• **Excerpted passage**:
----------

Self-Citation Analysis¶

Citation counts and h-index values are useful summary statistics, but they can be blurred by excessive self-citation. paperscraper helps inspect this effect with paper-level and author-level self-citation and self-reference analyses.

The citation workflow uses Semantic Scholar paper, citation, and reference metadata. It can run without authentication, but larger analyses should use a Semantic Scholar API key:

export SS_API_KEY=YOUR_API_KEY

Self-References of a Paper¶

Start from a paper DOI or Semantic Scholar paper ID. Self-references ask: among the papers referenced by this paper, how many include one of the paper's own authors?

>>> from paperscraper.citations import self_references_paper
>>> doi = "10.1038/s41586-023-06600-9"
>>> self_references = self_references_paper(doi)
>>> self_references.num_references
33
>>> self_references.reference_score
5.05

The score is the mean self-reference percentage across the authors of the paper. The per-author values are available directly:

>>> self_references.self_references
{
    "Abhishek Sharma": 3.03,
    "Dániel Czégel": 0.0,
    "Michael Lachmann": 0.0,
    "C. Kempes": 0.0,
    "S. I. Walker": 6.06,
    "Leroy Cronin": 21.21,
}

Here, 21.21 means that 21.21% of the paper's references include Leroy Cronin as an author.

Self-Citations of a Paper¶

The same idea can be turned around. Instead of looking at the references made by the paper, self-citations look at later papers that cite it and ask how often those citing papers include one of the original paper's authors.

>>> from paperscraper.citations import self_citations_paper
>>> self_citations = self_citations_paper(doi)
>>> self_citations.num_citations
141
>>> self_citations.citation_score
3.192
>>> self_citations.self_citations
{
    "Abhishek Sharma": 3.55,
    "Dániel Czégel": 0.71,
    "Michael Lachmann": 1.42,
    "C. Kempes": 3.55,
    "S. I. Walker": 4.96,
    "Leroy Cronin": 4.96,
}

Here, 4.96 means that 4.96% of the papers citing the focal paper include Leroy Cronin as an author.

----------

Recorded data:

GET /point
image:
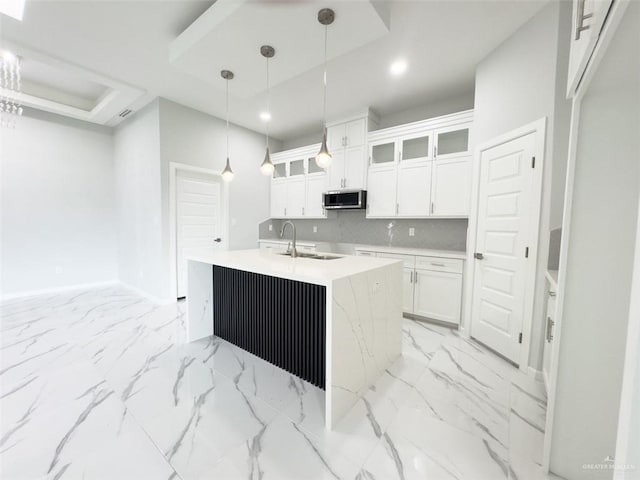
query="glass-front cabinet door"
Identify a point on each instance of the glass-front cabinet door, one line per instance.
(382, 152)
(415, 148)
(296, 167)
(313, 168)
(452, 141)
(280, 170)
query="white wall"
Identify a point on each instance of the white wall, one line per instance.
(139, 202)
(56, 211)
(195, 138)
(444, 106)
(516, 84)
(600, 263)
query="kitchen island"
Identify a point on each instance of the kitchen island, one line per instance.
(335, 322)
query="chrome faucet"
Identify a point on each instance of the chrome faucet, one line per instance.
(294, 252)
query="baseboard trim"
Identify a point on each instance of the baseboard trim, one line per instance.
(49, 291)
(148, 296)
(536, 374)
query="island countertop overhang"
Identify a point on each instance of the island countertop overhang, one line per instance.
(319, 272)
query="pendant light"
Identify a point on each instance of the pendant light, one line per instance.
(227, 173)
(267, 166)
(326, 17)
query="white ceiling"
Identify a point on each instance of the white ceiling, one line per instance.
(130, 41)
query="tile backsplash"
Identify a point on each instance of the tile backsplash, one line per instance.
(351, 226)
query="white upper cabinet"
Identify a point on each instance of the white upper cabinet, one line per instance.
(588, 20)
(336, 171)
(427, 166)
(414, 190)
(296, 197)
(347, 144)
(297, 184)
(416, 148)
(355, 167)
(451, 141)
(278, 199)
(381, 193)
(451, 187)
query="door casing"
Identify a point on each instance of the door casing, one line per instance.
(174, 167)
(539, 129)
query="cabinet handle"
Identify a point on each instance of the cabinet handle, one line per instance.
(580, 18)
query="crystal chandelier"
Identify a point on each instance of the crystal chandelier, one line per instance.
(10, 88)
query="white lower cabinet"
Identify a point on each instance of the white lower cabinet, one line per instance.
(431, 286)
(437, 295)
(407, 289)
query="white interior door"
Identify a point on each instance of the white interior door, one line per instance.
(198, 219)
(504, 212)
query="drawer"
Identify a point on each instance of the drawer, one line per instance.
(450, 265)
(409, 260)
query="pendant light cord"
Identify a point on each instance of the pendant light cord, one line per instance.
(268, 104)
(227, 120)
(324, 106)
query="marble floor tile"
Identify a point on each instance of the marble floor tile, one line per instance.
(100, 384)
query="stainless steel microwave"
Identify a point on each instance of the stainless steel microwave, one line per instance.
(345, 199)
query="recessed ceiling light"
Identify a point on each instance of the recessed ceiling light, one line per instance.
(265, 116)
(398, 67)
(7, 56)
(12, 8)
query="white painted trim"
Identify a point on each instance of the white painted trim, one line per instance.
(537, 375)
(151, 298)
(539, 128)
(434, 123)
(631, 365)
(173, 172)
(606, 36)
(117, 96)
(49, 291)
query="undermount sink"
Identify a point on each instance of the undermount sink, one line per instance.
(314, 256)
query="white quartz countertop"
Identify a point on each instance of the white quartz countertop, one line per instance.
(319, 272)
(413, 251)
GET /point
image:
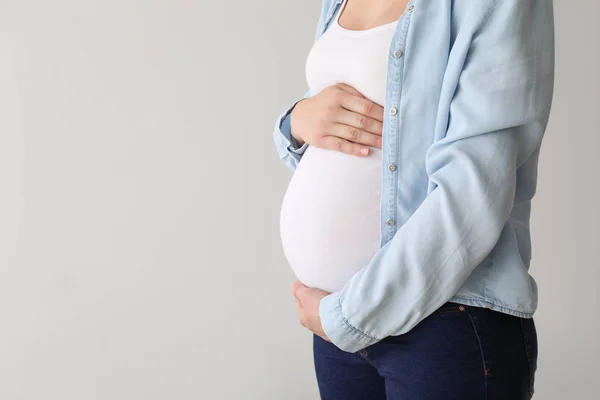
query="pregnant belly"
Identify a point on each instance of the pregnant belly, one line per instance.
(329, 221)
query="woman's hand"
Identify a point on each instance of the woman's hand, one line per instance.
(340, 118)
(307, 304)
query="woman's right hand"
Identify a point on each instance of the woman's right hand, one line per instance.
(339, 118)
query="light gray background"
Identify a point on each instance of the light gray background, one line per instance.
(140, 192)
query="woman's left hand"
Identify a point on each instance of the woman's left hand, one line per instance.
(307, 304)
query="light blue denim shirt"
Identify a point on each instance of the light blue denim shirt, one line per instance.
(468, 96)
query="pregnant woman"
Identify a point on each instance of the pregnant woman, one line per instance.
(414, 156)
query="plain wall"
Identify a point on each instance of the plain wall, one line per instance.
(140, 193)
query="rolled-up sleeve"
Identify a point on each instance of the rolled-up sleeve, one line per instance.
(497, 117)
(284, 142)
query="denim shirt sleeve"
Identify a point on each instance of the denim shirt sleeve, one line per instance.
(289, 153)
(282, 136)
(497, 117)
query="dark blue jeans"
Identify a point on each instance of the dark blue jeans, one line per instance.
(457, 353)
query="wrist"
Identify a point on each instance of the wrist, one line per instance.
(297, 141)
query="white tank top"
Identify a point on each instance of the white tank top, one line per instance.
(330, 216)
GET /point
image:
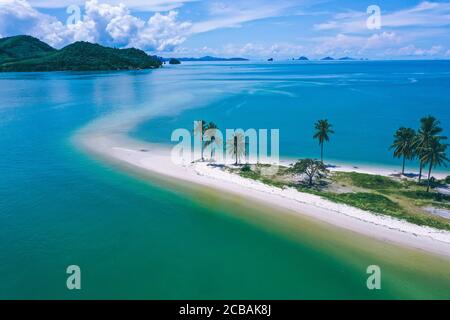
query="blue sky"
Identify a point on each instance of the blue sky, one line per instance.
(252, 28)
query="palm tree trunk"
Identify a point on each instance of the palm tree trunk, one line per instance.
(321, 152)
(429, 174)
(420, 171)
(403, 168)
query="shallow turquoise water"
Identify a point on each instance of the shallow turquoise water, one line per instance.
(138, 239)
(365, 101)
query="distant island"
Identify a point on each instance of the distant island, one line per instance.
(207, 59)
(346, 58)
(27, 54)
(174, 61)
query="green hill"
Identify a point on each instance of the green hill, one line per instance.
(79, 56)
(22, 47)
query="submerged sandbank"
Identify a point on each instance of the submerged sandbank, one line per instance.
(156, 158)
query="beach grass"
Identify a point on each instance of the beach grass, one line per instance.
(400, 198)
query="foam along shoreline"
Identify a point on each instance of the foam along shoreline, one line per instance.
(156, 158)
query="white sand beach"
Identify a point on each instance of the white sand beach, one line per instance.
(156, 158)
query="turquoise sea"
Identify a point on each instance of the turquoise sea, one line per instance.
(140, 237)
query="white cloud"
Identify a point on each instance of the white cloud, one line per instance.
(246, 50)
(225, 15)
(425, 14)
(143, 5)
(107, 24)
(412, 50)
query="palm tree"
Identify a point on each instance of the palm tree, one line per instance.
(404, 144)
(323, 132)
(434, 156)
(212, 140)
(236, 146)
(199, 130)
(429, 128)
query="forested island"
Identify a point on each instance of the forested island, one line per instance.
(28, 54)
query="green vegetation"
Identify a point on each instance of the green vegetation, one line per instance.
(434, 156)
(208, 135)
(426, 145)
(174, 61)
(367, 181)
(322, 133)
(429, 129)
(79, 56)
(22, 47)
(404, 145)
(313, 170)
(401, 199)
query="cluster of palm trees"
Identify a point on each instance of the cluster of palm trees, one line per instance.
(209, 136)
(427, 145)
(322, 134)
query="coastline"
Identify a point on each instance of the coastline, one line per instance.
(156, 158)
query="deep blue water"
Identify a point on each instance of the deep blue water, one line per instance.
(139, 239)
(366, 101)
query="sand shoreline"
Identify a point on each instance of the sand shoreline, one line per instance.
(156, 158)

----------

• **Task statement**: Quote the self-citation analysis documentation in full, word for word.

• **Solution below**:
Self-Citation Analysis¶

Citation counts and h-index values are useful summary statistics, but they can be blurred by excessive self-citation. paperscraper helps inspect this effect with paper-level and author-level self-citation and self-reference analyses.

The citation workflow uses Semantic Scholar paper, citation, and reference metadata. It can run without authentication, but larger analyses should use a Semantic Scholar API key:

export SS_API_KEY=YOUR_API_KEY

Self-References of a Paper¶

Start from a paper DOI or Semantic Scholar paper ID. Self-references ask: among the papers referenced by this paper, how many include one of the paper's own authors?

>>> from paperscraper.citations import self_references_paper
>>> doi = "10.1038/s41586-023-06600-9"
>>> self_references = self_references_paper(doi)
>>> self_references.num_references
33
>>> self_references.reference_score
5.05

The score is the mean self-reference percentage across the authors of the paper. The per-author values are available directly:

>>> self_references.self_references
{
    "Abhishek Sharma": 3.03,
    "Dániel Czégel": 0.0,
    "Michael Lachmann": 0.0,
    "C. Kempes": 0.0,
    "S. I. Walker": 6.06,
    "Leroy Cronin": 21.21,
}

Here, 21.21 means that 21.21% of the paper's references include Leroy Cronin as an author.

Self-Citations of a Paper¶

The same idea can be turned around. Instead of looking at the references made by the paper, self-citations look at later papers that cite it and ask how often those citing papers include one of the original paper's authors.

>>> from paperscraper.citations import self_citations_paper
>>> self_citations = self_citations_paper(doi)
>>> self_citations.num_citations
141
>>> self_citations.citation_score
3.192
>>> self_citations.self_citations
{
    "Abhishek Sharma": 3.55,
    "Dániel Czégel": 0.71,
    "Michael Lachmann": 1.42,
    "C. Kempes": 3.55,
    "S. I. Walker": 4.96,
    "Leroy Cronin": 4.96,
}

Here, 4.96 means that 4.96% of the papers citing the focal paper include Leroy Cronin as an author.